[BEGIN TASK DATA]
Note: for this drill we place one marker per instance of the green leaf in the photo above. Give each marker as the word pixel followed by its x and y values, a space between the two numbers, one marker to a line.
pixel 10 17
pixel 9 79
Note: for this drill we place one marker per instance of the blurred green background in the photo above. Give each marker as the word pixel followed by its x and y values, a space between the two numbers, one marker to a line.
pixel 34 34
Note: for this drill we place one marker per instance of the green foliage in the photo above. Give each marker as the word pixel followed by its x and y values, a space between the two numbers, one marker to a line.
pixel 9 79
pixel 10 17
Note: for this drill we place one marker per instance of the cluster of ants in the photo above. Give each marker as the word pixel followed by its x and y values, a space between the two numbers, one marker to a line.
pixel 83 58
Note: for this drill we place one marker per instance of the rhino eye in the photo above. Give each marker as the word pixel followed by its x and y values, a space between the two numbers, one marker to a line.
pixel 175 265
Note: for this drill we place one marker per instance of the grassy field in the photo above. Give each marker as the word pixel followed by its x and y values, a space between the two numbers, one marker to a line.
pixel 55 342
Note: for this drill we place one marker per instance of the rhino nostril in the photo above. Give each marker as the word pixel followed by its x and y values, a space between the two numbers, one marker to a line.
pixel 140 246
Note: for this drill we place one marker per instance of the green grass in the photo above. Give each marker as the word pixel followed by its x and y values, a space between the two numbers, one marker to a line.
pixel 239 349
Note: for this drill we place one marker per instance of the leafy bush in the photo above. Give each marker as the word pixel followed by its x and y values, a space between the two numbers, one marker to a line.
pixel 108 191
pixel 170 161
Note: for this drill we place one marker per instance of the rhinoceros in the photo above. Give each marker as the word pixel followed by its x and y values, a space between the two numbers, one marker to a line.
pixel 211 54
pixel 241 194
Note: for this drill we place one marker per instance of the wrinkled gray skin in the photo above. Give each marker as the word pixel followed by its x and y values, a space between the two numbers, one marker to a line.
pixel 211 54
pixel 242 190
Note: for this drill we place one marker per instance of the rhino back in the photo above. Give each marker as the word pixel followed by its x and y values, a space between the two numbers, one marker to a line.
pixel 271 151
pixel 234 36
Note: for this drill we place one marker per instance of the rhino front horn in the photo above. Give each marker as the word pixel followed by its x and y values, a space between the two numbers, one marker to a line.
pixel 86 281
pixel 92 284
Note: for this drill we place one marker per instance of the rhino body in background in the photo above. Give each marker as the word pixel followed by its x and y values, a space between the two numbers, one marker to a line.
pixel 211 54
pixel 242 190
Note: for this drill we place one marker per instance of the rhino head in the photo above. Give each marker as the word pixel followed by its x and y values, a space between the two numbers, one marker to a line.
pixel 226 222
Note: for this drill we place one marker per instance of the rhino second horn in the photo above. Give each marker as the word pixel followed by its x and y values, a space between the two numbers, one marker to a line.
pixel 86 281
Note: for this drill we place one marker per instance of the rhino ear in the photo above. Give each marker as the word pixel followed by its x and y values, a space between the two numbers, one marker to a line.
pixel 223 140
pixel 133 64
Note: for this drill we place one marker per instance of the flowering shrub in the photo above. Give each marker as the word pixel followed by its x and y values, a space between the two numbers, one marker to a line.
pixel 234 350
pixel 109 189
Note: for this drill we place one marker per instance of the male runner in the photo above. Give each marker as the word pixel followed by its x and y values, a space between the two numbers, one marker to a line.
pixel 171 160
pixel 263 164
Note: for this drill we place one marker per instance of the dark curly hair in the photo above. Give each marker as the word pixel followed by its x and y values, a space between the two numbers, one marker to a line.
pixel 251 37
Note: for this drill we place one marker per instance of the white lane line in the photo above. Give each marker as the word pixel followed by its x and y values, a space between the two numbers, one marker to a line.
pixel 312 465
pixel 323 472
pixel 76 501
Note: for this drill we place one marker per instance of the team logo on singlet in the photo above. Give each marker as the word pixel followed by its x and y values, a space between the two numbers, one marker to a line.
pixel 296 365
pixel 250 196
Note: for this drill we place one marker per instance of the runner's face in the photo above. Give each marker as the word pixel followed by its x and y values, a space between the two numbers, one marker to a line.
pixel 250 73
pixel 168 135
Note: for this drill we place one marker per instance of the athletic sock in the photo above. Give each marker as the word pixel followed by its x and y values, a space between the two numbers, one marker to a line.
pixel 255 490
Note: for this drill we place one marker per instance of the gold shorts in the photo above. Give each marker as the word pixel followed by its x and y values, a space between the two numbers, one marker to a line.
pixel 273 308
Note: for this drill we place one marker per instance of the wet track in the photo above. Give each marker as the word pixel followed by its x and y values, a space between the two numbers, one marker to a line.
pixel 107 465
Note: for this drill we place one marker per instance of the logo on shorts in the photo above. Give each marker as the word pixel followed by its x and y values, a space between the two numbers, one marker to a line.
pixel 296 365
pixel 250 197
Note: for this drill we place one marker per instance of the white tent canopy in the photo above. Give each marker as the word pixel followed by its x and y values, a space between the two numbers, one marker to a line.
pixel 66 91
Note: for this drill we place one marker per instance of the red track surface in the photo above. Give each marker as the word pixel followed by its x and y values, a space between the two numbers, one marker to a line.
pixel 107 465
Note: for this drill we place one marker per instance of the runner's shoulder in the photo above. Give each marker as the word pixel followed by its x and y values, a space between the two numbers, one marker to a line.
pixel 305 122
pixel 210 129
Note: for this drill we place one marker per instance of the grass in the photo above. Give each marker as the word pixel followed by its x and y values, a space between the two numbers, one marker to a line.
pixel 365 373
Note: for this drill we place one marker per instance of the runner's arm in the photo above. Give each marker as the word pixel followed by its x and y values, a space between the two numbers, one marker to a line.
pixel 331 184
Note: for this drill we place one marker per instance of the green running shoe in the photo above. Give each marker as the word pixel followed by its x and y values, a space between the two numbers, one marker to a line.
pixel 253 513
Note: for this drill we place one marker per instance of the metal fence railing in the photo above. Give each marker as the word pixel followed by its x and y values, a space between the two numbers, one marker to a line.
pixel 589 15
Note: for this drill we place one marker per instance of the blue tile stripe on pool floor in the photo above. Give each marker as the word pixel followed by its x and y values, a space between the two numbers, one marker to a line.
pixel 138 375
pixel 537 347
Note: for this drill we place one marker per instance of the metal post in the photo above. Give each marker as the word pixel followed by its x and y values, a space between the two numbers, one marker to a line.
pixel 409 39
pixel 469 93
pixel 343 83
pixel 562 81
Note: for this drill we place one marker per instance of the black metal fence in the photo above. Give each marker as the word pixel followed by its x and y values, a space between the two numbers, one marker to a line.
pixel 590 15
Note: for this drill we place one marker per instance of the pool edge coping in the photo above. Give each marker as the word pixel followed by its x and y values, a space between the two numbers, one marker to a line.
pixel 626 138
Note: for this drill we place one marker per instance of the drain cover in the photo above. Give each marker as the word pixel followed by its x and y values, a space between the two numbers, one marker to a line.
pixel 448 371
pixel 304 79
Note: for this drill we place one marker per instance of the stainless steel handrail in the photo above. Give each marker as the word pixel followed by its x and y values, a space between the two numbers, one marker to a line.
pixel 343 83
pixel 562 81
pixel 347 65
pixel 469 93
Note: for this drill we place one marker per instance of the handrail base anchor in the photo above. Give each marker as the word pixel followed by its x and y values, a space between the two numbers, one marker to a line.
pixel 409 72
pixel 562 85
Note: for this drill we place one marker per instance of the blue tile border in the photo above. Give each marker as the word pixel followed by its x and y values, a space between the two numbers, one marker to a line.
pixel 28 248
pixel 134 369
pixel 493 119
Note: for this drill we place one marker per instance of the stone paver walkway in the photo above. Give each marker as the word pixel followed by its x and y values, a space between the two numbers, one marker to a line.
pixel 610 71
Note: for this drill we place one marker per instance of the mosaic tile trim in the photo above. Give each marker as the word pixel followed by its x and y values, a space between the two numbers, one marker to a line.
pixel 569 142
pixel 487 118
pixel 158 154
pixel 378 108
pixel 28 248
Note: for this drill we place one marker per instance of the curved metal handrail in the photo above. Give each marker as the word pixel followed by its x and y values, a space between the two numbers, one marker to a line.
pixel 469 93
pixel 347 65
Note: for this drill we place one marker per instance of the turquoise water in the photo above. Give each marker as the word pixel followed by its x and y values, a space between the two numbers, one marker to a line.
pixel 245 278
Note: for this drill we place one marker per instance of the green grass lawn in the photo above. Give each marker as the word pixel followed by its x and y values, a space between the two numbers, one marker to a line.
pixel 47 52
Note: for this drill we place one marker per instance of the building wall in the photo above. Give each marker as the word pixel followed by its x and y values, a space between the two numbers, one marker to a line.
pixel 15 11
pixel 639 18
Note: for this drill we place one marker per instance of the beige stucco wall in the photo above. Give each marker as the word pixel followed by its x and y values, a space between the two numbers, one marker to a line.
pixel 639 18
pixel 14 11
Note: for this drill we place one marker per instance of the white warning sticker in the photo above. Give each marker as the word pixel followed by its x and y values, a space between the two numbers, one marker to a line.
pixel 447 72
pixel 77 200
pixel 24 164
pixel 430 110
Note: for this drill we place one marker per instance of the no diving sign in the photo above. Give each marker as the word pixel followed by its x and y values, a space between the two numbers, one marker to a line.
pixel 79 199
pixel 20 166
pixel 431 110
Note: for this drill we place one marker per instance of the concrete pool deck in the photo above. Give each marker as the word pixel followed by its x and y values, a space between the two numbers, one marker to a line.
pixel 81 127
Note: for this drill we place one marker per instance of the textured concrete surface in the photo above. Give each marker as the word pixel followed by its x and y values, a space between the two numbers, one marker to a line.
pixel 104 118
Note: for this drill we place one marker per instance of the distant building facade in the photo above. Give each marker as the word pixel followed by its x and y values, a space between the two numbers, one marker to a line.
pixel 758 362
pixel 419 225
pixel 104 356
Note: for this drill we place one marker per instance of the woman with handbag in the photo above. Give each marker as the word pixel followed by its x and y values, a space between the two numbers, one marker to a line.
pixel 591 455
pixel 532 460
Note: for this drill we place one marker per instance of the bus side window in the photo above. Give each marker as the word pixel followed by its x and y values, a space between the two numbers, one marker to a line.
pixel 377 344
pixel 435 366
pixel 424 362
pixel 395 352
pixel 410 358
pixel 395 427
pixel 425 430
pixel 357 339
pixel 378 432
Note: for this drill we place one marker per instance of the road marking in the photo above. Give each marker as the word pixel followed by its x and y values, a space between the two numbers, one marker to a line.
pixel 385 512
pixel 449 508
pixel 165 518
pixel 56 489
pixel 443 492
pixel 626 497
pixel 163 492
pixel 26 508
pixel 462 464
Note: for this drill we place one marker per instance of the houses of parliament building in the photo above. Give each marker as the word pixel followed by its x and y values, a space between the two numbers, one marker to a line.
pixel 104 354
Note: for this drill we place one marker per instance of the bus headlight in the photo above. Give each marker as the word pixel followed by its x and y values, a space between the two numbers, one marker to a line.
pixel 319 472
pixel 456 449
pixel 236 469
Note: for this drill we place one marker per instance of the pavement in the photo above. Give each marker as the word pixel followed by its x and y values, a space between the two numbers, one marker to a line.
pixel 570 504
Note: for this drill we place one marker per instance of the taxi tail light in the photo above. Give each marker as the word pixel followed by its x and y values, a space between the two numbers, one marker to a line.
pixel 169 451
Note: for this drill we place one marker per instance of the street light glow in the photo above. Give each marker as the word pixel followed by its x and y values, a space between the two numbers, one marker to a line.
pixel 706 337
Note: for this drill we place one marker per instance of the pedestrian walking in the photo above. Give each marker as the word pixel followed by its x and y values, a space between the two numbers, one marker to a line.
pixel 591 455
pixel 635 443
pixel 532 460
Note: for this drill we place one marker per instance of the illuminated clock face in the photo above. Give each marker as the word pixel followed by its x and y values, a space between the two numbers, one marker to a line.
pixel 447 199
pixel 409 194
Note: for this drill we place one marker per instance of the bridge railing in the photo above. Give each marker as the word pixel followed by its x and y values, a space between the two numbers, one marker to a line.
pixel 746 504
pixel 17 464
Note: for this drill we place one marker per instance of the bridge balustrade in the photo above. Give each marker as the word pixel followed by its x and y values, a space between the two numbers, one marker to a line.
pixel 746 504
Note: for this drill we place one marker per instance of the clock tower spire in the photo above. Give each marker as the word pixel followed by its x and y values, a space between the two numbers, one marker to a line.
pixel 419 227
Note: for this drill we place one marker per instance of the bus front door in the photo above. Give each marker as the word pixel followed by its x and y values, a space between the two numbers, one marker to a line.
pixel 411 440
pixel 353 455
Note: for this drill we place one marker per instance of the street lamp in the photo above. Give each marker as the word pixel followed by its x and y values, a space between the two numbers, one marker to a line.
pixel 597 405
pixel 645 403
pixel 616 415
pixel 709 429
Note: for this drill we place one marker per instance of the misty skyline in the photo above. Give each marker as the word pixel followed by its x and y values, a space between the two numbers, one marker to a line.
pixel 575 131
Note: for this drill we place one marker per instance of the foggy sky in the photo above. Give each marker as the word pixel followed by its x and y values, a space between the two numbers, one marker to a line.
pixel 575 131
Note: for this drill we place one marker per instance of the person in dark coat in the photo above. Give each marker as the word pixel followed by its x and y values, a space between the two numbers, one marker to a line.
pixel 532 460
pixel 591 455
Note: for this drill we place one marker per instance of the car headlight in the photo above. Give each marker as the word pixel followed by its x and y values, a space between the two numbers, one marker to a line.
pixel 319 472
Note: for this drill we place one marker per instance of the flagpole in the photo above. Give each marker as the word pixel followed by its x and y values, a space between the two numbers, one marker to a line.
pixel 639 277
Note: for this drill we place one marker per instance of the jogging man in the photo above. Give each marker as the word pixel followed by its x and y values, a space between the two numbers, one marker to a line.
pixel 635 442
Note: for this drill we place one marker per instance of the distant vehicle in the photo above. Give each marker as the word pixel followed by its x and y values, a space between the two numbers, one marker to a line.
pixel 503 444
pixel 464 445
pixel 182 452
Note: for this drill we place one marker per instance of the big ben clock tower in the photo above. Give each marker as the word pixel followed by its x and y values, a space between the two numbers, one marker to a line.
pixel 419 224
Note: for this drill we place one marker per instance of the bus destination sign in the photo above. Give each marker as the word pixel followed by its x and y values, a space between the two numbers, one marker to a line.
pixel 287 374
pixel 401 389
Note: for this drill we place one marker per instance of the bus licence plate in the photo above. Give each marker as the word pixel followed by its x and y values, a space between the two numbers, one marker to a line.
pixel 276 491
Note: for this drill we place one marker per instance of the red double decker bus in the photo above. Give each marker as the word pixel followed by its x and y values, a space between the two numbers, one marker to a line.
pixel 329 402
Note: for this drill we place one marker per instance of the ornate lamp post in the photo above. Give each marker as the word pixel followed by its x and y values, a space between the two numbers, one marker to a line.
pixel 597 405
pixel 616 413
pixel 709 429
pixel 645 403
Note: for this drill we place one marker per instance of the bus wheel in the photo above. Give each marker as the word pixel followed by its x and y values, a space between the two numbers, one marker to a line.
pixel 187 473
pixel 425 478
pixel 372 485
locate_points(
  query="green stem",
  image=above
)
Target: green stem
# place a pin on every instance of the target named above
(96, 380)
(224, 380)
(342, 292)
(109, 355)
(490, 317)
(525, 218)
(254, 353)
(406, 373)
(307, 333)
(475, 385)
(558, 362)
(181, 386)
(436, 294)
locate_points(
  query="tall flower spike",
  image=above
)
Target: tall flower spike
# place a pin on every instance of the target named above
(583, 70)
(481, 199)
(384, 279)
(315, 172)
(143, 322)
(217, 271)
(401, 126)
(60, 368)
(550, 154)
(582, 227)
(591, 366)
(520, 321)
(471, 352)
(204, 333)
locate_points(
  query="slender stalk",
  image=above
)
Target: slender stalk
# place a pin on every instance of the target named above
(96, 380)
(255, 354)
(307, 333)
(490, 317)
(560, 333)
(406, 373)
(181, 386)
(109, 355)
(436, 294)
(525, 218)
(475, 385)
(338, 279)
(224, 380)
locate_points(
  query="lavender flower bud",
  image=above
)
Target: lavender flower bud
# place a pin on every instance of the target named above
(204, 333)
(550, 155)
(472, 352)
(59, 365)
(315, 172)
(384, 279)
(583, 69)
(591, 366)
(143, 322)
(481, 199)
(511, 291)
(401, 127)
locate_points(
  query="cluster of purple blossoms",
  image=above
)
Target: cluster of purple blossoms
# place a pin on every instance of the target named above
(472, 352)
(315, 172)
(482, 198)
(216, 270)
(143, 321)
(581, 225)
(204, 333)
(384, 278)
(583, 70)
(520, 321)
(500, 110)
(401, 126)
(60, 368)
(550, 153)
[END TASK DATA]
GIVEN TASK
How many lines in the records above contain the word "cluster"? Reply with the number only.

SOLUTION TO THIS PROBLEM
3